» Recorded information:
|---|
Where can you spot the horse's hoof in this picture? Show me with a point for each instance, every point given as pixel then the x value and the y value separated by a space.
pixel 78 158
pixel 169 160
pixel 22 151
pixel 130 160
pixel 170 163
|---|
» What is asked: Pull out every item above and reproduce each one word for word, with nothing added or changed.

» Written response:
Where can you spot the horse's hoof in this picture? Show me with a point for each instance, every point given as pixel then the x value and the y value separated by a space.
pixel 78 158
pixel 169 160
pixel 22 151
pixel 130 160
pixel 170 163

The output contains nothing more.